* Start *
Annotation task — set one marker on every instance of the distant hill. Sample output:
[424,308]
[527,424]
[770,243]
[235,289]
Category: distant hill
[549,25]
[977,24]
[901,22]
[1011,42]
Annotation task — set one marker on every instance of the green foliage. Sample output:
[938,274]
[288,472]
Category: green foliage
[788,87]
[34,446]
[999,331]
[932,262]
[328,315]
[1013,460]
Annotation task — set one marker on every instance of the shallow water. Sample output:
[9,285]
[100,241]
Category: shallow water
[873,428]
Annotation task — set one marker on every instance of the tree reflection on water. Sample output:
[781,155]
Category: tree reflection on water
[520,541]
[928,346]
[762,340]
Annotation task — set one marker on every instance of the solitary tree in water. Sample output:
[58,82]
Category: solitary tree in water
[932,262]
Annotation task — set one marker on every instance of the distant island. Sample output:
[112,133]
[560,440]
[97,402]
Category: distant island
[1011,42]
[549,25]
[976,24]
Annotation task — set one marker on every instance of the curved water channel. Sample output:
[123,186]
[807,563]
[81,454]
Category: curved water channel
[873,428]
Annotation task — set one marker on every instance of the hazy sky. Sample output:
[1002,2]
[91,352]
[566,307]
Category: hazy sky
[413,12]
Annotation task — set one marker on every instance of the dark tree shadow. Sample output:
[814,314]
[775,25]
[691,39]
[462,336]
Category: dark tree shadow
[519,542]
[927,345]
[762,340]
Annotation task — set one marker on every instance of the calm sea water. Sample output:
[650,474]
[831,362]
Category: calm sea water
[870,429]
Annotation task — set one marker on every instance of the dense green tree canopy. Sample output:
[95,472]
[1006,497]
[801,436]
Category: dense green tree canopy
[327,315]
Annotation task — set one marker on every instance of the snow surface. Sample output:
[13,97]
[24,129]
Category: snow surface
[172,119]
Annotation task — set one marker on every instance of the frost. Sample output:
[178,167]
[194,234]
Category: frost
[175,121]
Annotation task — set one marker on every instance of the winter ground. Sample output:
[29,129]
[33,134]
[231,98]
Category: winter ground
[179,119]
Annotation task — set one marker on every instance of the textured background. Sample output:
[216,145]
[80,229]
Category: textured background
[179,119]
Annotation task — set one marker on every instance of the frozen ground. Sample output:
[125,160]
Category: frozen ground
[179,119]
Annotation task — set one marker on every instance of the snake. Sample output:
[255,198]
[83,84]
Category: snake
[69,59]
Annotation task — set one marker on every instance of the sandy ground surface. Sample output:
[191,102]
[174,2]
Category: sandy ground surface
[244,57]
* End *
● Set exercise: Write out the data exactly as it stands.

● The reply:
Annotation task — set one marker on every instance of the distant hill. Sample output:
[424,308]
[527,424]
[770,243]
[235,289]
Category: distant hill
[549,25]
[977,24]
[901,22]
[1011,42]
Annotation task — set one marker on every instance of the green foliage. Sample output:
[938,274]
[288,472]
Category: green foliage
[788,87]
[34,446]
[999,331]
[932,262]
[328,315]
[1013,460]
Annotation task — set one marker on every instance of the shallow water. Sample output:
[9,285]
[100,241]
Category: shallow water
[873,428]
Annotation task — set one marker on every instance of the tree reflection on water. Sample output:
[781,155]
Category: tree reflection on water
[520,541]
[928,346]
[762,340]
Annotation task — set one marker on every instance of the solitary tree in water. Sample output:
[58,82]
Category: solitary tree in water
[932,262]
Annotation task — set one marker on every instance of the distant island. Sample output:
[112,133]
[560,440]
[97,402]
Category: distant island
[1011,42]
[549,25]
[976,24]
Annotation task — set one marker on every instance of the curved water channel. Sample output:
[123,186]
[807,563]
[81,454]
Category: curved water channel
[873,428]
Annotation task — set one marker on every instance of the hazy sky. Sample output:
[1002,2]
[91,352]
[566,307]
Category: hazy sky
[413,12]
Annotation task — set one marker on every instance of the dark tree shadow. Sample output:
[814,314]
[775,25]
[691,39]
[462,336]
Category: dark tree shadow
[519,542]
[927,345]
[762,340]
Annotation task — set one marker on every instance of the calm sea water. Sample output:
[650,474]
[831,362]
Category: calm sea water
[870,429]
Annotation task — set one marker on every instance of the dense green tree canopy. Sample output:
[95,472]
[1006,497]
[801,436]
Category: dense green tree canopy
[327,315]
Annotation task — set one marker on every instance of the snow surface. Sample output:
[13,97]
[24,129]
Category: snow surface
[172,119]
Annotation task — set one marker on every instance of the frost. Sample output:
[178,167]
[194,234]
Category: frost
[175,121]
Annotation task — set one marker on every instance of the winter ground. Sample output:
[29,129]
[33,134]
[231,98]
Category: winter ground
[179,119]
Annotation task — set one marker on every instance of the textured background. Sample output:
[216,145]
[80,229]
Category: textured background
[179,119]
Annotation task — set one marker on every instance of the frozen ground. Sample output:
[125,160]
Category: frozen ground
[179,119]
Annotation task — set one marker on every instance of the snake. Sample output:
[255,198]
[83,84]
Category: snake
[69,59]
Annotation task — set one marker on every instance of the sandy ground surface. Sample output:
[191,102]
[174,2]
Category: sandy ground surface
[244,57]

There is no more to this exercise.